AIM OF THE TASK => Pull out every line of the entries below that contains the word "lane", and list them.

Dataset entries

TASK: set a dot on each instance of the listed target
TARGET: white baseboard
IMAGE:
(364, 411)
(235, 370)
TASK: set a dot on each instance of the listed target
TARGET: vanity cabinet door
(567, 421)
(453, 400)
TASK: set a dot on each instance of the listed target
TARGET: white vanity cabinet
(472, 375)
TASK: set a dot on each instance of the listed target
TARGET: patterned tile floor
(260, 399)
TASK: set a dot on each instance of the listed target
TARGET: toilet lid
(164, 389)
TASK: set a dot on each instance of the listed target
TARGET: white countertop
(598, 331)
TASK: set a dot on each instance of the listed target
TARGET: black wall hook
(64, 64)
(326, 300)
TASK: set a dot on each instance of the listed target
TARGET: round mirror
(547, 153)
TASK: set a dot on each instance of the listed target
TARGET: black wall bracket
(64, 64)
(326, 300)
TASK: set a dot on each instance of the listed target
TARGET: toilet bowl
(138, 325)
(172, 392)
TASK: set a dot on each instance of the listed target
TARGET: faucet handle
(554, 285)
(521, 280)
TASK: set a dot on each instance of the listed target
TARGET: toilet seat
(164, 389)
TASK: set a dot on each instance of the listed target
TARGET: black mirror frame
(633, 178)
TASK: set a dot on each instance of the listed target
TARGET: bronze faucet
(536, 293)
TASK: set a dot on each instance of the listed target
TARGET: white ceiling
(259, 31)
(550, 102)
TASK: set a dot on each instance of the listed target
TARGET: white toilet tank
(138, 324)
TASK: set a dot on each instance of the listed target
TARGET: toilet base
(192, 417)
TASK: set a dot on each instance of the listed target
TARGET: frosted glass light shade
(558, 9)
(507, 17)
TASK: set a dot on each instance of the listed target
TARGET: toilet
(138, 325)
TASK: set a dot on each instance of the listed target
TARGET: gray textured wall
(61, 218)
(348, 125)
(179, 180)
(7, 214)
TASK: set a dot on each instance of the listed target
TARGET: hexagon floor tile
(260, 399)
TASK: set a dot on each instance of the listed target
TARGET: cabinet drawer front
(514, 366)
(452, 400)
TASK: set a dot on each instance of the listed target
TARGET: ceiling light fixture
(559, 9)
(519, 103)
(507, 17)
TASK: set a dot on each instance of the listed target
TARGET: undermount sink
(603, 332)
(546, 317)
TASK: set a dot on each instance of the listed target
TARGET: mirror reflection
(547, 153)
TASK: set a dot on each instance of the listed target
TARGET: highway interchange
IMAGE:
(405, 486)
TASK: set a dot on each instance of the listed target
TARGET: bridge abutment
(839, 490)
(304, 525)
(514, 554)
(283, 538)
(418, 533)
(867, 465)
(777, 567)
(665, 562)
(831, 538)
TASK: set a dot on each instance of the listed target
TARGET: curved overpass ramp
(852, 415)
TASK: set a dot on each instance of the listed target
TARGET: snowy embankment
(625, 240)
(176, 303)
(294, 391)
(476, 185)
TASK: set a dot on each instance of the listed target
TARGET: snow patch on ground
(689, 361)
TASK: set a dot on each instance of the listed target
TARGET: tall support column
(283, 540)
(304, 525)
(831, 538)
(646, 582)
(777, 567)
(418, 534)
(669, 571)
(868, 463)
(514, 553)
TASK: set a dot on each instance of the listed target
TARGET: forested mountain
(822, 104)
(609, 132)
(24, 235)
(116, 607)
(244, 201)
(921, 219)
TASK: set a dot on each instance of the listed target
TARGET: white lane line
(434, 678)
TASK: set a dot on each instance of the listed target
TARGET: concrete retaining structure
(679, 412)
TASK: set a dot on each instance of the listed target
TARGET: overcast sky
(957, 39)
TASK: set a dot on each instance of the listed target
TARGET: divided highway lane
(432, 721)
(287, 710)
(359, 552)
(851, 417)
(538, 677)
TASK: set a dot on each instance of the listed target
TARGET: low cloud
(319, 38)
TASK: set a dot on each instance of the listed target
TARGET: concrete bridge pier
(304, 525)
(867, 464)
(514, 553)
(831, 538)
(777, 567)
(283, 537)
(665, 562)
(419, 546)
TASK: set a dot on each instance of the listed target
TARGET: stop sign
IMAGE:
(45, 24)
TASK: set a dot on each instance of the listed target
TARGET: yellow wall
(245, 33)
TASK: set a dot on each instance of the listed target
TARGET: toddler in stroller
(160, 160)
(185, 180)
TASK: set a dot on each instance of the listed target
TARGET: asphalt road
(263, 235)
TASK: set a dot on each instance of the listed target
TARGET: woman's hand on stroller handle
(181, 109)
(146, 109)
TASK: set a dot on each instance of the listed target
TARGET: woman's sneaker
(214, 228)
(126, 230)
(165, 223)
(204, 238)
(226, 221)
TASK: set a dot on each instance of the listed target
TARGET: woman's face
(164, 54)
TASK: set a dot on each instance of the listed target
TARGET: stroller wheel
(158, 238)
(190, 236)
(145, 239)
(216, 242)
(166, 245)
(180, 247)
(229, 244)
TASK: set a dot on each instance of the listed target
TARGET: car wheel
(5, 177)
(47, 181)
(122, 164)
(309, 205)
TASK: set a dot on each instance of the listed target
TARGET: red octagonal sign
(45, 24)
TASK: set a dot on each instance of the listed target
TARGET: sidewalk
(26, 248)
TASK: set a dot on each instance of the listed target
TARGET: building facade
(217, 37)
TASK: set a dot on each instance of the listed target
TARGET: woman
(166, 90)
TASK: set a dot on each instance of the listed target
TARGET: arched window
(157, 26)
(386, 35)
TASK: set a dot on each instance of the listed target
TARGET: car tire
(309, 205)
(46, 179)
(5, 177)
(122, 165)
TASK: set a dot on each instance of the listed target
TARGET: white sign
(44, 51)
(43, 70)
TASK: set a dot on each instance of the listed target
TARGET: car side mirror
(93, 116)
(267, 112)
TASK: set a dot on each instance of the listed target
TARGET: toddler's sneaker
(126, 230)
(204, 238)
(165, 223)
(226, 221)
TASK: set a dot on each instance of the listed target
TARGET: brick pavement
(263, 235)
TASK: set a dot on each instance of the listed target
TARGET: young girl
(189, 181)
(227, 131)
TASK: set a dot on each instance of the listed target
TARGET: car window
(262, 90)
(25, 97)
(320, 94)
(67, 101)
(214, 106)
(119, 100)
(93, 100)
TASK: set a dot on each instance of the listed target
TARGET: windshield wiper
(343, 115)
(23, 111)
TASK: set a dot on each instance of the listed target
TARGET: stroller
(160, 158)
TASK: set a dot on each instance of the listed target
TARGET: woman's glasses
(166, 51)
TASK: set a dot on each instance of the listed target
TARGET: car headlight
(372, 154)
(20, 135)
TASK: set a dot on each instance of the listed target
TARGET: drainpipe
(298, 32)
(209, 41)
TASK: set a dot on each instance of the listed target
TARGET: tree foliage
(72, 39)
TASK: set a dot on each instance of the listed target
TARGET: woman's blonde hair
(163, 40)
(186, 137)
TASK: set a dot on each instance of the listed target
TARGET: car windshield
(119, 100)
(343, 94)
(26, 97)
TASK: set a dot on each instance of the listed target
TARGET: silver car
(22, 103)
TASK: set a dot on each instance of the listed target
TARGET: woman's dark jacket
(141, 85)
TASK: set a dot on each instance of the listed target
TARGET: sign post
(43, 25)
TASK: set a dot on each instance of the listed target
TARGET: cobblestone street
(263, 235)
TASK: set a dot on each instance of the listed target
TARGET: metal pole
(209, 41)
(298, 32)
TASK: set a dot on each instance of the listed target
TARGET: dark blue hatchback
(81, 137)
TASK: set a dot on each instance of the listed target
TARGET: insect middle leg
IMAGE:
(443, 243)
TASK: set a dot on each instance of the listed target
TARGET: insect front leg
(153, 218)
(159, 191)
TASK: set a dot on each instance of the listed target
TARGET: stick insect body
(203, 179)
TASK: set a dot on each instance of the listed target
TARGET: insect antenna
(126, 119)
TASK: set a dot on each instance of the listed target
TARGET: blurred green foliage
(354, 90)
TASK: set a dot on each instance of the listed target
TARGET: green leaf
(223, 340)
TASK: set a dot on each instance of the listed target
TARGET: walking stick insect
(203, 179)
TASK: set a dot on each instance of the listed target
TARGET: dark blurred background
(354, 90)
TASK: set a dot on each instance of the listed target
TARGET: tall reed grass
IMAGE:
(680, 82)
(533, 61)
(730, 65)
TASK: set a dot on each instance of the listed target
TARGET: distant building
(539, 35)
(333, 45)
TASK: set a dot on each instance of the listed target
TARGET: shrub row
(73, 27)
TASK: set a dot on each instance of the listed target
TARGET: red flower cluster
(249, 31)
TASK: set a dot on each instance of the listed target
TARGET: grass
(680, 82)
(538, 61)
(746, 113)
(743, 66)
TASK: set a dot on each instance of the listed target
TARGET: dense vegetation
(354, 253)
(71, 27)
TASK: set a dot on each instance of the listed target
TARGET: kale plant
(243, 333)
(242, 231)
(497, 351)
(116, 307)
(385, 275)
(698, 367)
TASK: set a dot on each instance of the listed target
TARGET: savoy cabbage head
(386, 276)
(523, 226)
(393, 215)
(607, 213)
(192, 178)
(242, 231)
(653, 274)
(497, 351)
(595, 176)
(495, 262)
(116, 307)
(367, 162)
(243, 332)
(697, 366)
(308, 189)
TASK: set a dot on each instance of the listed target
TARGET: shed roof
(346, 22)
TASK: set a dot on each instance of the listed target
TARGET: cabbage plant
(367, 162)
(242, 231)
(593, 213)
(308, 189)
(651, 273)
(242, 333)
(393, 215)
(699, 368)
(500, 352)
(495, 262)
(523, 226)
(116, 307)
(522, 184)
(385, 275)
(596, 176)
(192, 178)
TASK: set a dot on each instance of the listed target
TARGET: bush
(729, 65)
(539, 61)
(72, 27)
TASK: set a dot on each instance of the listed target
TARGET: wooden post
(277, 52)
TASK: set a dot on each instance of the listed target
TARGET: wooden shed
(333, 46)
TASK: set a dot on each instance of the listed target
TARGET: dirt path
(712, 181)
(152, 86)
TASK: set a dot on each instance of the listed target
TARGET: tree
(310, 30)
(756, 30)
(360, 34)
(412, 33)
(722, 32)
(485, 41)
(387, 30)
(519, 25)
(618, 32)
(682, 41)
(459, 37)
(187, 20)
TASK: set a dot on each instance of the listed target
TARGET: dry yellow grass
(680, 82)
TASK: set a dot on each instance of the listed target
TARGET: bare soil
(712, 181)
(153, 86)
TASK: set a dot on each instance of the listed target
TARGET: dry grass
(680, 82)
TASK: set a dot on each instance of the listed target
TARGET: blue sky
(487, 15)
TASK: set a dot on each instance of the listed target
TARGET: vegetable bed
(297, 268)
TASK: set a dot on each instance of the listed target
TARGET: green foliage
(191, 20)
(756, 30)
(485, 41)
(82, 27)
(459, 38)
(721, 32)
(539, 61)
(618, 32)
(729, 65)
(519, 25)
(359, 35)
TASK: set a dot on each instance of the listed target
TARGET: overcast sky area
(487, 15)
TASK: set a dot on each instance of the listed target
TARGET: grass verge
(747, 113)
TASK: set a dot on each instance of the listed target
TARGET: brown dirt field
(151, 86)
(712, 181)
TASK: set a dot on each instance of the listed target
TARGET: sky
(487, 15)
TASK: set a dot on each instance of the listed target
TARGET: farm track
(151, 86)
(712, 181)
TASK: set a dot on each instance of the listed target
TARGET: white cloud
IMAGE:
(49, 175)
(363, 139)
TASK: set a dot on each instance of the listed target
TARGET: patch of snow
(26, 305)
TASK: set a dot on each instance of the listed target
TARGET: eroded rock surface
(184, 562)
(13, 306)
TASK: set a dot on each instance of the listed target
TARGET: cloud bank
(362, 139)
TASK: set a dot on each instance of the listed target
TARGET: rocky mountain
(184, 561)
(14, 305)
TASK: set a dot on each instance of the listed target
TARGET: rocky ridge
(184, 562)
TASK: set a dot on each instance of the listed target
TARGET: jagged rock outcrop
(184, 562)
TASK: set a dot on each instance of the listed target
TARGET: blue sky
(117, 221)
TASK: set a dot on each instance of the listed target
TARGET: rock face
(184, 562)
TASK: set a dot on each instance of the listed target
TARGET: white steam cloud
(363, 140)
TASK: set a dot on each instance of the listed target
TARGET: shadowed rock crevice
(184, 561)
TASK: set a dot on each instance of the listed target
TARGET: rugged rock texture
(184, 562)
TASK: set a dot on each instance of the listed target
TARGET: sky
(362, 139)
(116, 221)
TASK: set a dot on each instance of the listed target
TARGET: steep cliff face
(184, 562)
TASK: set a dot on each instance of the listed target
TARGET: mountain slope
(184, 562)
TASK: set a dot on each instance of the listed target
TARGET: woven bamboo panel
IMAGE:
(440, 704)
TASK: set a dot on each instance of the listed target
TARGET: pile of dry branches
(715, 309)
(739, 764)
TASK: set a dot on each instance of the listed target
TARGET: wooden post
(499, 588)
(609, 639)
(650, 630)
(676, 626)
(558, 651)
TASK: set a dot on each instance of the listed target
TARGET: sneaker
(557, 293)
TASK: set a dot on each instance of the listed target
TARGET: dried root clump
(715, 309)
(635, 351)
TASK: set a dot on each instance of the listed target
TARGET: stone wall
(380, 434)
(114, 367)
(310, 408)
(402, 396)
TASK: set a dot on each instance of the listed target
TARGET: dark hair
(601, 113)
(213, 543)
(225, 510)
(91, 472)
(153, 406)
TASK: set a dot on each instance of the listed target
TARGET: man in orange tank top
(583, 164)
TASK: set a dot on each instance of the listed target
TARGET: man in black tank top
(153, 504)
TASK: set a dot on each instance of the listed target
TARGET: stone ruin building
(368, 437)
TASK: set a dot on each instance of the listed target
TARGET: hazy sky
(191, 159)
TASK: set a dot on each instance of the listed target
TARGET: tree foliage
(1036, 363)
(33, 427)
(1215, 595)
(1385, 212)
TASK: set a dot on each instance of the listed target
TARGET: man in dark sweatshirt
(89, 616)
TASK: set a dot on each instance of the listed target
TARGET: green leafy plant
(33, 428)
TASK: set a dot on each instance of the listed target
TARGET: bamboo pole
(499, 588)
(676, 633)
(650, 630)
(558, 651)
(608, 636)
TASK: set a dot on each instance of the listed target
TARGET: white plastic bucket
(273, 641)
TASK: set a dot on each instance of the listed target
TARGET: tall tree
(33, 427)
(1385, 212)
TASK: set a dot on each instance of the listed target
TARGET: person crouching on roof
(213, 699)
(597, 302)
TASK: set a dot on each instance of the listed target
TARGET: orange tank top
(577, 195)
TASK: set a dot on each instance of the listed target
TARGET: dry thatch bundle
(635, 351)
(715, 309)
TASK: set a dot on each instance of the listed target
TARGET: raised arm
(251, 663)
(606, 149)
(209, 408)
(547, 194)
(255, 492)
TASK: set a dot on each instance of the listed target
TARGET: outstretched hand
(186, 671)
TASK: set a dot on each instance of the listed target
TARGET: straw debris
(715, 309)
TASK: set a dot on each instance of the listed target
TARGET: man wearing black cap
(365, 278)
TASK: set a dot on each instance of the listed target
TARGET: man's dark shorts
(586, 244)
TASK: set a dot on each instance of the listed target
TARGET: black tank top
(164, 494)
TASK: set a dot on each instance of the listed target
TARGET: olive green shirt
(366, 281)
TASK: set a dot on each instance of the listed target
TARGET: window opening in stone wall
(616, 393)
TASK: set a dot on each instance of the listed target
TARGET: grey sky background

SOLUTION TO THIS PROBLEM =>
TARGET: white lane line
TARGET: divided highway lane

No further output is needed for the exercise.